━━ THE DATA ━━

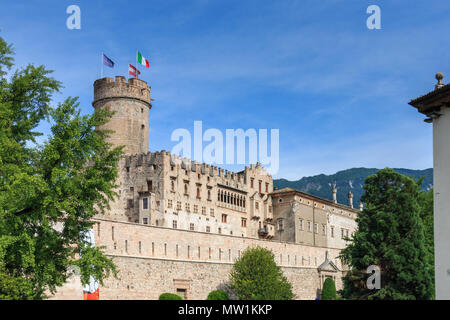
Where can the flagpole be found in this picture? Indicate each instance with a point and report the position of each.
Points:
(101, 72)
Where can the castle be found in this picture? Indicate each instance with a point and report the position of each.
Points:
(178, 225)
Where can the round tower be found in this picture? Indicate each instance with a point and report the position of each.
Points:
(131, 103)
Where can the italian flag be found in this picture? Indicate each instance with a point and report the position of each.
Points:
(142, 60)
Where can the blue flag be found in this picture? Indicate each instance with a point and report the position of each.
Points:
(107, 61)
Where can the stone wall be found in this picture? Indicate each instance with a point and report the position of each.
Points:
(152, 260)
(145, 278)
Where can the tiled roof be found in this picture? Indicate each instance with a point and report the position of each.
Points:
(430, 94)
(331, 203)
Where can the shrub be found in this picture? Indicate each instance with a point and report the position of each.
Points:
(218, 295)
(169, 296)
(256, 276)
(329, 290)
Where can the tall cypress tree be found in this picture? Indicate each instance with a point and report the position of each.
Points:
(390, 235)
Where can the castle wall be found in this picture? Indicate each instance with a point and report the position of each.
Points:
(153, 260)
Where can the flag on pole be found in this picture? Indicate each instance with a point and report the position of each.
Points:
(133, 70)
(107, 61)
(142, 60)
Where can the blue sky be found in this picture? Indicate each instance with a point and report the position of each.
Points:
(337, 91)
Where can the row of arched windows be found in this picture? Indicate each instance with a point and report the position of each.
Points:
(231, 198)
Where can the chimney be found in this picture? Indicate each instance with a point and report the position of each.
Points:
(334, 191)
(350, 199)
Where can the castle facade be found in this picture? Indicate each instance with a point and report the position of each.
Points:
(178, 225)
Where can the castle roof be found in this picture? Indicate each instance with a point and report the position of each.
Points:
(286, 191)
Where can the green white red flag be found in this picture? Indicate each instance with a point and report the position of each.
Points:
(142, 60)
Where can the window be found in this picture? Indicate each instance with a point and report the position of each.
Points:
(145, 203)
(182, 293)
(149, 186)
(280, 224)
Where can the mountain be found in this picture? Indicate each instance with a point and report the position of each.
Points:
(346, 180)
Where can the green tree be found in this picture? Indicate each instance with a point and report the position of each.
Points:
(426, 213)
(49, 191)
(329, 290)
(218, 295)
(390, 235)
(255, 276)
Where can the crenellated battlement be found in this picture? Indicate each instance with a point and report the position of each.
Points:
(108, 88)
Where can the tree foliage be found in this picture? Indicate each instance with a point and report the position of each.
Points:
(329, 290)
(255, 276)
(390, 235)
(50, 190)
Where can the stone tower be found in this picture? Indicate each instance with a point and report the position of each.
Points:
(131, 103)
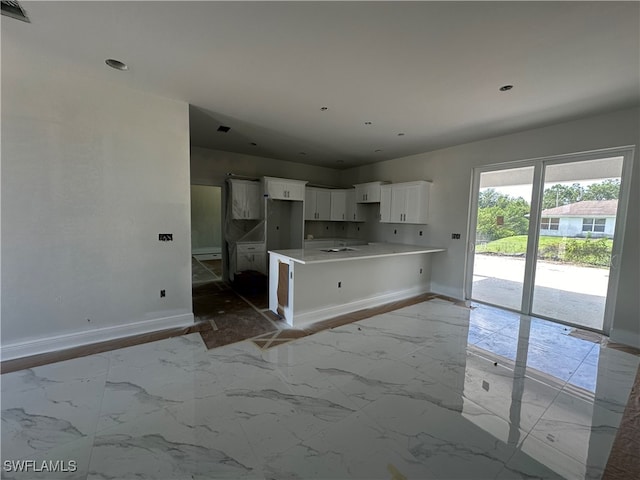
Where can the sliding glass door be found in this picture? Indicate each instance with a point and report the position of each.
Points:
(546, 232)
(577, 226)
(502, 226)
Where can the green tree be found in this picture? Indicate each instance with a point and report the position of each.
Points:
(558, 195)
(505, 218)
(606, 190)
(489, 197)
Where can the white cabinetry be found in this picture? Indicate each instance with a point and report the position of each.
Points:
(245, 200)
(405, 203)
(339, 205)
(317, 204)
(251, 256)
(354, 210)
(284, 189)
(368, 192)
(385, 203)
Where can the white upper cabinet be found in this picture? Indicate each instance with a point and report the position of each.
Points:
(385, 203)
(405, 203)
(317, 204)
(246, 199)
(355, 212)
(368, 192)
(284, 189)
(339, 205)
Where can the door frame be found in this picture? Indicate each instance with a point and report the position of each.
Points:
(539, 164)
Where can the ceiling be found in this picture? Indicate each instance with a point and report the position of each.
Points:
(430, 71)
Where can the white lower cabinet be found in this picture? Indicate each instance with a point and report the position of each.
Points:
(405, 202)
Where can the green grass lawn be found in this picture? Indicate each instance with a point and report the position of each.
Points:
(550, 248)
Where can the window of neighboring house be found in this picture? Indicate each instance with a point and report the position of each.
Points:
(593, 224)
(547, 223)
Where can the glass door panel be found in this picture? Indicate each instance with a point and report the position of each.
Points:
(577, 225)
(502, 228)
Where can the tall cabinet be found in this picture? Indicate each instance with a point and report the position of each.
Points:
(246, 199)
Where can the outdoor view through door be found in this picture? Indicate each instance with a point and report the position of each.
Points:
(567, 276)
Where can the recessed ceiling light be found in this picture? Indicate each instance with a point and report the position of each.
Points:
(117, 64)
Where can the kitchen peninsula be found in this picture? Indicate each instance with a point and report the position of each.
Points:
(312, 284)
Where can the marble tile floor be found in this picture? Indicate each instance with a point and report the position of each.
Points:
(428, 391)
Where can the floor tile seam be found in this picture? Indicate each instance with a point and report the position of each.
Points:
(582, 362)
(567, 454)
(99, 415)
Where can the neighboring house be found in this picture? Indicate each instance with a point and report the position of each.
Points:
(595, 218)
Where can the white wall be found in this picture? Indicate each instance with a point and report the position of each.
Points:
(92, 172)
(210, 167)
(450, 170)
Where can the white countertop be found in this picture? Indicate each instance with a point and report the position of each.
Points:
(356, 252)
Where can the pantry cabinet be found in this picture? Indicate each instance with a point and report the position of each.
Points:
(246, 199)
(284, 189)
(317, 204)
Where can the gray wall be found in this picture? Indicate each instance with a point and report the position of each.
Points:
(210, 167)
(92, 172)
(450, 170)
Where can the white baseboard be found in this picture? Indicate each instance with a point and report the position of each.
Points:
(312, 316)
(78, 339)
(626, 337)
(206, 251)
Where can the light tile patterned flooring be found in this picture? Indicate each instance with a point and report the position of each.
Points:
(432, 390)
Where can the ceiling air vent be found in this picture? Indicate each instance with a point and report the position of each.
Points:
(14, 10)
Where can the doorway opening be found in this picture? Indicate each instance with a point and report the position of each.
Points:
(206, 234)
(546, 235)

━━━

WORK INSTRUCTIONS: Only lines holding the string "glass" are wanted; gather each one from the entries above.

WRITTEN RESPONSE:
Where can the sliding glass door be found in this picture? Indicate each instance with a point and report the position of each.
Where can the glass door panel be found in this picture? Indicate each instance with a point and report the position of each.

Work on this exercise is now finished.